§ Your task:
Lines before the one containing "Locate every instance of the black trousers" are excluded; reproduce that line and all lines after it in the entries below, exactly.

[Data items]
***

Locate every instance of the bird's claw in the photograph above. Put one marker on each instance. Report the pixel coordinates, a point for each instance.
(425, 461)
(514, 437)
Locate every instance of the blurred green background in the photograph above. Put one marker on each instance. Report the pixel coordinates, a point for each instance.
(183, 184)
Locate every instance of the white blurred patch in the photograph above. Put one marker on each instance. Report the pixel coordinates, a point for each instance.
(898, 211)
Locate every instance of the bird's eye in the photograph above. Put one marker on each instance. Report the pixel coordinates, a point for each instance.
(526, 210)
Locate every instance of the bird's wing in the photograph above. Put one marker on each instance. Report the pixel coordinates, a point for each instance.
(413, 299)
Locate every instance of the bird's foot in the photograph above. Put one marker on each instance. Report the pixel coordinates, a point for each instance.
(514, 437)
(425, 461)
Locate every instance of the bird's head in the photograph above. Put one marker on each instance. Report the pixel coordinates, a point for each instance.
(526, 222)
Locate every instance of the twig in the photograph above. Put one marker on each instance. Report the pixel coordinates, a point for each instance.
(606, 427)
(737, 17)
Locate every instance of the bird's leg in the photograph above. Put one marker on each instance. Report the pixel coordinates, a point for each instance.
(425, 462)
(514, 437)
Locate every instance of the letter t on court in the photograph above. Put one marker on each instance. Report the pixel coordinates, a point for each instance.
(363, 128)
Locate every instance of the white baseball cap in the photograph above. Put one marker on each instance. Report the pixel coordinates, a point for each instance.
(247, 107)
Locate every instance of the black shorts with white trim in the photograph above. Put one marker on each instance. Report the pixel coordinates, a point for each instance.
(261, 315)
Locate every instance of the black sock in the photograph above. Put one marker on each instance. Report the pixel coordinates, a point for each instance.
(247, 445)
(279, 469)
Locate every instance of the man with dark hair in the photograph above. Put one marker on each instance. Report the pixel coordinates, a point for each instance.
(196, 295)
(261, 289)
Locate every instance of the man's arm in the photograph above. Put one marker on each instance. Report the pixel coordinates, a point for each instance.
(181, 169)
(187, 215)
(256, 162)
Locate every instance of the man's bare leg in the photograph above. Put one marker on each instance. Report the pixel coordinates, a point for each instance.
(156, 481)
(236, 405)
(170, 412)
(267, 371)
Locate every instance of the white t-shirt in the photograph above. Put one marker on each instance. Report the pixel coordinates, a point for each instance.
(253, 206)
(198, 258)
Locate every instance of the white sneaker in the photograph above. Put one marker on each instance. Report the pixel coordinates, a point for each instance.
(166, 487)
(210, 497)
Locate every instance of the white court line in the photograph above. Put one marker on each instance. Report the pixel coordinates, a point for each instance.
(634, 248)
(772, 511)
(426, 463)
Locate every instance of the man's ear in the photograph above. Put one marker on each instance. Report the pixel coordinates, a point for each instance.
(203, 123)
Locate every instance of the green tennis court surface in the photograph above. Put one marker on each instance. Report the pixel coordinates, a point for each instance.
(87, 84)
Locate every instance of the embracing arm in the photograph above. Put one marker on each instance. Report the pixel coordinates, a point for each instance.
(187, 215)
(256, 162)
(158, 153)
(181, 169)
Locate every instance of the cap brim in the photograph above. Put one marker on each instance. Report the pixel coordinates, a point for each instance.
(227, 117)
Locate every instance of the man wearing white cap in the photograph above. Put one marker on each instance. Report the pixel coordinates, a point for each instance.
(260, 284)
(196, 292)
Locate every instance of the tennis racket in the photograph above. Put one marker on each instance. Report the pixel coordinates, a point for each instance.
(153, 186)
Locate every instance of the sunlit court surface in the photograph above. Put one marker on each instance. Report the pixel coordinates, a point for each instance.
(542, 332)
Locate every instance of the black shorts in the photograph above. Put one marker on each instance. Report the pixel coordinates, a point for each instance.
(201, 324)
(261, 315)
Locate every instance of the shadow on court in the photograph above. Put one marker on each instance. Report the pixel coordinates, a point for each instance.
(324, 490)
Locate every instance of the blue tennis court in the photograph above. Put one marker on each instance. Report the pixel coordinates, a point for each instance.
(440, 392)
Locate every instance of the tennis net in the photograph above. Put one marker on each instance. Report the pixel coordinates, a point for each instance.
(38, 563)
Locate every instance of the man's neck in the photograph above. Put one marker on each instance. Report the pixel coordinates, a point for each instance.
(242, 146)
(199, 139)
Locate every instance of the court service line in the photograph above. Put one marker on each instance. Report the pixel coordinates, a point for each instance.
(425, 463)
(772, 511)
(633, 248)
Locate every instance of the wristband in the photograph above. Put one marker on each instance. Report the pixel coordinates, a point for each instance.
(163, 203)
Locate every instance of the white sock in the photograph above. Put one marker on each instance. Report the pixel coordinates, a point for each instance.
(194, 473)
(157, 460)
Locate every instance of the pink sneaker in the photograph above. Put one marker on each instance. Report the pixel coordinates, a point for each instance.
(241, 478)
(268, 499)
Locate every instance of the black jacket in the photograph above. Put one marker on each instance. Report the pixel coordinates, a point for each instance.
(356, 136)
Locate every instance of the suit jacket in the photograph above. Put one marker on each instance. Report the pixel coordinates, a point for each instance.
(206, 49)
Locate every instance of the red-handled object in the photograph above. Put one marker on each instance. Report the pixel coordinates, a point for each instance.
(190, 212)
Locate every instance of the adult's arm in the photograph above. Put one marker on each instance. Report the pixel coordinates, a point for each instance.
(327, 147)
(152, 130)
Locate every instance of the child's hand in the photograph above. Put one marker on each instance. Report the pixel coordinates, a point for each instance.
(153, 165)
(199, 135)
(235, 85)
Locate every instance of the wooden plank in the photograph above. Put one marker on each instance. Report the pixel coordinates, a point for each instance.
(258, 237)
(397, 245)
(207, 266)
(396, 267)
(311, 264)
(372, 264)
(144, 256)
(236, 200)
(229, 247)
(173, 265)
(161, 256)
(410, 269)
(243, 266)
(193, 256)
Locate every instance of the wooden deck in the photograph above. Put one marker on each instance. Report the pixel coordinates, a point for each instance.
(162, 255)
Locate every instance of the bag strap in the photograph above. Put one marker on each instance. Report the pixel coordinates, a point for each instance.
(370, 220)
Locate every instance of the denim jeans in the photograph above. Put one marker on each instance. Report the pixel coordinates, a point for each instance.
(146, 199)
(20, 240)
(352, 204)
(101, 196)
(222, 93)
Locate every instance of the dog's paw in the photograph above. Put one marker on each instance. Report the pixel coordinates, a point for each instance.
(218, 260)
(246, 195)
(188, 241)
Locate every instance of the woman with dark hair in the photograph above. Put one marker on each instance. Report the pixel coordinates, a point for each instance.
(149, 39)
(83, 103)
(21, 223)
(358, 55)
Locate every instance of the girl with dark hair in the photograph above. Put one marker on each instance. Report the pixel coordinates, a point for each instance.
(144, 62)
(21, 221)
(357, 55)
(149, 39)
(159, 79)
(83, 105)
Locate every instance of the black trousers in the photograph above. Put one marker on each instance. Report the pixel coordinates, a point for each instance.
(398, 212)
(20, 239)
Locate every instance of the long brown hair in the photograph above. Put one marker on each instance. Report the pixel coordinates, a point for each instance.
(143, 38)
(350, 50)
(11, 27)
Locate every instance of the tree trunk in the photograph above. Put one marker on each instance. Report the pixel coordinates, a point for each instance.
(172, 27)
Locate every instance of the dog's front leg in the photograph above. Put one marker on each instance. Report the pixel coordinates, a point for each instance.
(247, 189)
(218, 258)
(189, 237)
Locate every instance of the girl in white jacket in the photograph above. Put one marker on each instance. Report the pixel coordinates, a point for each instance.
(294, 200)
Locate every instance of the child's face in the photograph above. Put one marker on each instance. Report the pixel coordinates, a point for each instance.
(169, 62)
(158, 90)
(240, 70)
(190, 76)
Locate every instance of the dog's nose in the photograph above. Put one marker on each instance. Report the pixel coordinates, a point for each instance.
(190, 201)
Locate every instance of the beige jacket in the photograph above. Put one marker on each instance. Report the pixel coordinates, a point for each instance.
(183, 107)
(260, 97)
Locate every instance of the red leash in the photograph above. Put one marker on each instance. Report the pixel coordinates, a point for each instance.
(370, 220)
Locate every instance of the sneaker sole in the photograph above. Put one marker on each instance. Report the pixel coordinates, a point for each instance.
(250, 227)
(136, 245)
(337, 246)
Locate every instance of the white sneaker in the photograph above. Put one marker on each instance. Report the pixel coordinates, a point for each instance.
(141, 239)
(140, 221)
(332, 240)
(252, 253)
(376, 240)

***

§ The result:
Locate every instance of the black trousers in the photograph above. Put one marker on each instance. Report the pixel coordinates, a point for each instance.
(398, 212)
(20, 239)
Locate every instance of the long brown hair in the photograph above. Put one marker on each instance. Report the pixel coordinates, a point for each instance.
(143, 38)
(350, 50)
(11, 27)
Locate every instance of the tree trunk in the photograph above. Put one marker on each instance. Report the pixel coordinates, a point for each instance.
(172, 27)
Locate every instance of the dog's front leg in the photograph above. Put one marker on each instance. Report the pixel coordinates, a point for each instance.
(247, 189)
(218, 258)
(189, 237)
Locate every instance of the girl in white jacket in the photograph above. Put one marker on each instance. Report the pixel coordinates, a point for each instance.
(294, 200)
Locate every instance of the child's face in the photograph above. Put one marker on each instance. Report the pixel coordinates, a point for each instance.
(169, 62)
(158, 90)
(240, 70)
(190, 76)
Locate every instance of the dog's nose in the photograph above. Put one marker on each instance. Report the pixel coordinates, a point for each instance.
(190, 201)
Locate every instance of the beige jacket in the photograph above. Put one marker on each instance. Report the pixel coordinates, a point for each instance.
(183, 107)
(260, 97)
Locate every instance of the red leash in the photograph above. Put one marker on each instance. Report the pixel coordinates, a point for each instance.
(370, 220)
Locate every instance of the sneaker sole in the photograph above. Put one marker on each instance. Report the pixel coordinates, a point for each instance.
(250, 227)
(136, 245)
(337, 246)
Locate every instance of the white sneaker in the photograph above. Put one marker on each instance. Report the pixel coordinates, a point for each instance.
(141, 239)
(140, 221)
(332, 240)
(252, 253)
(376, 240)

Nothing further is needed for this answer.